Friday 1 March 2019

tenure track - Soft money tenured profs in schools of medicine



I am a PhD student focusing in psychiatric genetics, hoping to become a professor someday. It is my understanding that a lot of the PhDs in my field end up working in schools of medicine in positions that are 80-100% soft money (even though they are tenure-track).


That sounds... terrifying. You're not a clinician so you can't make up salary with patient care, you're in a school of medicine so there isn't much opportunity to cover part of your salary with teaching... it sounds like you would have to spend your entire career living in fear of a grant dry spell, even once you had tenure (no grants = no salary).


Am I misunderstanding how this works, or is it really that bad? How do people survive in that situation?

* **Dataset content**
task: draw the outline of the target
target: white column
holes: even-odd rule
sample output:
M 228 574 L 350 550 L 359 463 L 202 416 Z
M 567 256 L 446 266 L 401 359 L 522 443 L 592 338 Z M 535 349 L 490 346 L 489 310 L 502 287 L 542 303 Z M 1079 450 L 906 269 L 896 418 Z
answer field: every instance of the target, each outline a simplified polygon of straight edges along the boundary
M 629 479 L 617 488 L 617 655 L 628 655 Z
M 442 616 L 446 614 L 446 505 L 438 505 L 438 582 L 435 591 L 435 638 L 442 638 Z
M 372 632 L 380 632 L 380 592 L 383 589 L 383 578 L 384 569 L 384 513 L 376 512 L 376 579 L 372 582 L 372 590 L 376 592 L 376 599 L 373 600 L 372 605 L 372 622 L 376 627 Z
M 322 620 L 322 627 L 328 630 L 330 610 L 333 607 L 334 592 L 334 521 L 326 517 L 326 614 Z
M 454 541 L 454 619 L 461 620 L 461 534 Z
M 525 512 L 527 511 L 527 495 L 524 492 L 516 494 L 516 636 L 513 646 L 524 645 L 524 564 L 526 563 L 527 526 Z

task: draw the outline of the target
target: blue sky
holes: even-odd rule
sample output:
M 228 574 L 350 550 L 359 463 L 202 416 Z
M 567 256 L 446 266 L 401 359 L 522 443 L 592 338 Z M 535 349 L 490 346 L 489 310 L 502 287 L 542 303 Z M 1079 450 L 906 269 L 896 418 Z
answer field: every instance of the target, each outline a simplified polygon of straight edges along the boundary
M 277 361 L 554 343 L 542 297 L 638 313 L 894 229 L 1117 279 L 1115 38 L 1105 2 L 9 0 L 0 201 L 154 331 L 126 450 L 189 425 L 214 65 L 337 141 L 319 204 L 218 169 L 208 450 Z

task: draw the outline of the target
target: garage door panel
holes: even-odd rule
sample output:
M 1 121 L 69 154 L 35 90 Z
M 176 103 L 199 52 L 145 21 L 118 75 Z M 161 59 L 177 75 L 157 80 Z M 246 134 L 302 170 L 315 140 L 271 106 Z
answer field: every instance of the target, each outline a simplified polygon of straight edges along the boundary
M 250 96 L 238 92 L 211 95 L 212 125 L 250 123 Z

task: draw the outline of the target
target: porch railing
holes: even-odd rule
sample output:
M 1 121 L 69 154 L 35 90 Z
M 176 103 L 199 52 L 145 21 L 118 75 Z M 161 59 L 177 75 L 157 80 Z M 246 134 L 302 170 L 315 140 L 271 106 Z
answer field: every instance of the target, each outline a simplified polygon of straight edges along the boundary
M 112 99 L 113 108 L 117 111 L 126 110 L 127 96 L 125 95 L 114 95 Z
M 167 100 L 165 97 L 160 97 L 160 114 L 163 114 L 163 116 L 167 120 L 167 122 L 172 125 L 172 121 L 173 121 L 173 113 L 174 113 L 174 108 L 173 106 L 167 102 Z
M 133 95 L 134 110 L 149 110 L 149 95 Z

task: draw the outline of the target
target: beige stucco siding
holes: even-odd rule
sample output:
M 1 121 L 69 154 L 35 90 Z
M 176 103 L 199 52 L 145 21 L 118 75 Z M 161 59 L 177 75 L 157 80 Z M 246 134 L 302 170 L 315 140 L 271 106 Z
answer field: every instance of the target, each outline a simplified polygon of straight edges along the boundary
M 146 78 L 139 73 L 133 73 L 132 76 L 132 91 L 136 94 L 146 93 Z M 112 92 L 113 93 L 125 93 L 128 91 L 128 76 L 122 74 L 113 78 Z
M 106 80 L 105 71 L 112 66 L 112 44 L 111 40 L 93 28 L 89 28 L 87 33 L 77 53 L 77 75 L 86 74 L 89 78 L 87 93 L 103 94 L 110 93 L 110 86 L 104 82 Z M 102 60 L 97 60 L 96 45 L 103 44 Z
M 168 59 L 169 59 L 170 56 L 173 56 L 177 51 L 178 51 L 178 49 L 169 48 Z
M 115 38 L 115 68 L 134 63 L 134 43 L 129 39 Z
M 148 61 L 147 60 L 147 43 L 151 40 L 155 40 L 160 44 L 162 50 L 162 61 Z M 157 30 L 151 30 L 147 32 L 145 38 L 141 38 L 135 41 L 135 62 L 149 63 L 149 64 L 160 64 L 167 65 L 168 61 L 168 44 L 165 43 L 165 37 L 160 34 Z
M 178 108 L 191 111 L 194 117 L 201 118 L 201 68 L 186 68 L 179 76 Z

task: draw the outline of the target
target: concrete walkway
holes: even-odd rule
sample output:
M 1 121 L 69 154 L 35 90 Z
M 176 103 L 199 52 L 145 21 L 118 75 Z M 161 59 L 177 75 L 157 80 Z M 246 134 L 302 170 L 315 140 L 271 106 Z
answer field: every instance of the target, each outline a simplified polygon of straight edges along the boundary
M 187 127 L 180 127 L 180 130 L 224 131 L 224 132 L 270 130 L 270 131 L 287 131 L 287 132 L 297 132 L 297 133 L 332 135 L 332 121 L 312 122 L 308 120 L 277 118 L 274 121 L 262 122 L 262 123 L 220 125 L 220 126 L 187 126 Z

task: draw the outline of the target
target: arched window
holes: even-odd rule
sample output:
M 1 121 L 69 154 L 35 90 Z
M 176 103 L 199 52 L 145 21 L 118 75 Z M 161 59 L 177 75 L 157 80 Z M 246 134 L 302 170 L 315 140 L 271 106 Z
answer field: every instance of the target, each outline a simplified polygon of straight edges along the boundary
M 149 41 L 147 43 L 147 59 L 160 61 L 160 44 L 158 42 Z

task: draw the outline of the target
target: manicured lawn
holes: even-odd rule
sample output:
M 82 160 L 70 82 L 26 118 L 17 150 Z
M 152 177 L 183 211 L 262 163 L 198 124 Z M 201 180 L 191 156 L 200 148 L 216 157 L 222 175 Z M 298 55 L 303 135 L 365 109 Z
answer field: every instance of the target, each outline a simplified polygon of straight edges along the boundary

* **Directions**
Write the next part of the post about soft-money tenure-track jobs in schools of medicine, starting after its closing question.

* **Answer**
Answer



For soft money position, especially NIH funded one, there are a number of things working in your favor. You might be PI on 2 or 3 grants and CI on another 1 or 2 which means that no grant has more than 30 percent of your salary. Since NIH grants are generally 5 years long, it means you write a new grant every year.


The amount of time between getting an NIH grant and starting it can be 12 months. This means you have lead time before you run out of money. The NIH also allows you to get a no cost extension, which allows you to stretch what money you have.


Universities also will often allow you to either front pay or back pay your salary while you wait for a grant that has been awarded to start. This again allows you to cover gaps.